(BRIEF) Please extend the article below on the NIH's new drug development program for rare and neglected diseases, picking up right after its final sentence.

(EXCERPT PROVIDED)
########
The US National Institutes of Health has moved beyond its traditional role of supporting basic research with a new programme that involves creating an early drug development pipeline for rare and neglected diseases within the NIH.

The federal agency is putting US$24 million into the Therapeutics for Rare and Neglected Diseases (TRND) programme, which will seek out research collaborations with academic scientists working on rare illnesses.

Unusually, the NIH will develop any promising treatments for rare or neglected diseases to the point where they are sufficiently ‘de-risked’ for pharmaceutical companies, disease-oriented foundations or other interested parties to take them forward into clinical trials.

The Institutes’ Office of Rare Diseases Research (ORDR) will oversee the programme and TRND’s laboratory operations will be administered by the National Human Genome Research Institute (NHGRI). The latter operates the NIH Chemical Genomics Center (NCGC), a principal collaborator in the TRND programme, while other areas of the NIH will also pitch in.

A rare disease is classed as one that affects fewer than 200,000 Americans. The NIH estimates there are more than 6,800 rare diseases afflicting over 25 million Americans in total, yet effective pharmacological treatments exist for only around 200 of these illnesses.
########
(THE DATA)
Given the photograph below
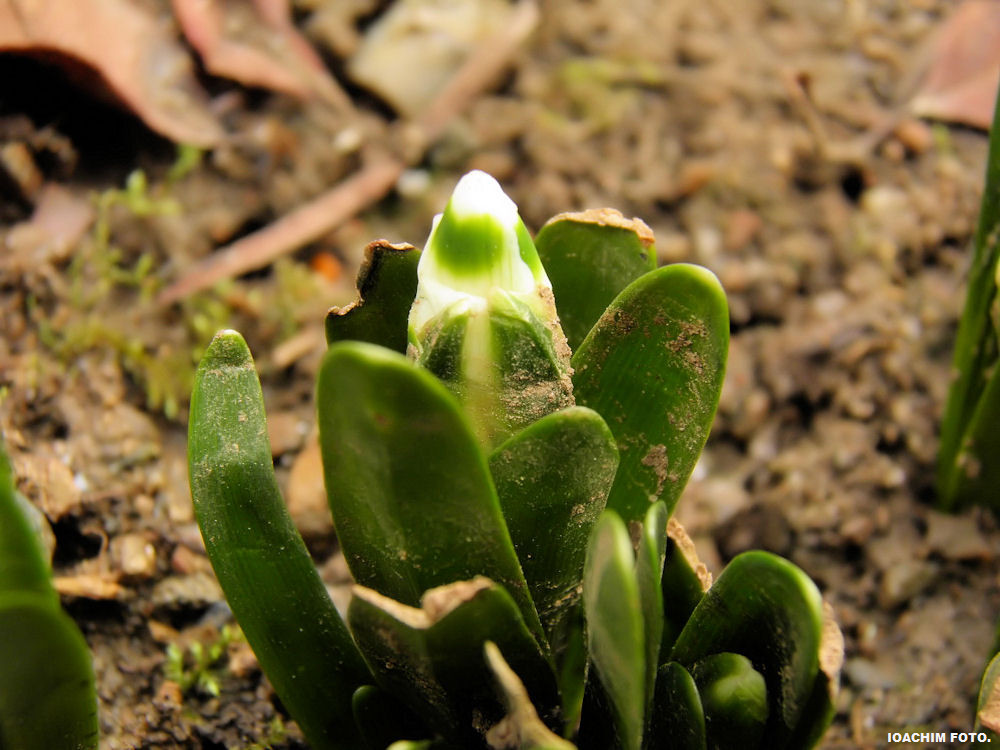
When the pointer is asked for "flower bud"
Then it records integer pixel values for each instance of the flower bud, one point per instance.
########
(OUTPUT FOR THIS EXERCISE)
Many neglected diseases also lack treatments. Unlike rare diseases, they may be quite common in some parts of the world, especially developing countries where people cannot afford expensive treatments, the NIH points out. Private companies seldom pursue new therapies for these types of illnesses because of the high costs and failure rates involved and the low likelihood of making a profit, it adds.

“The federal government may be the only institution that can take the financial risks needed to jump-start the development of treatments for these diseases, and NIH clearly has the capability to do the work,” commented Dr Raynard Kington, the Institutes’ acting director.

The TRND programme will work closely with disease-specific experts on selected projects, leveraging in-house capabilities to carry out much of the preclinical development work but also contracting out other components as scientific opportunities dictate. The programme will devote some of its efforts to finding new approaches that speed up the drug development process and lower costs.

In contrast to traditional drug development, TRND will publish its failures as well as its successes, “so everyone in the drug development community can learn from them”, observed NCGC director Dr Christopher Austin.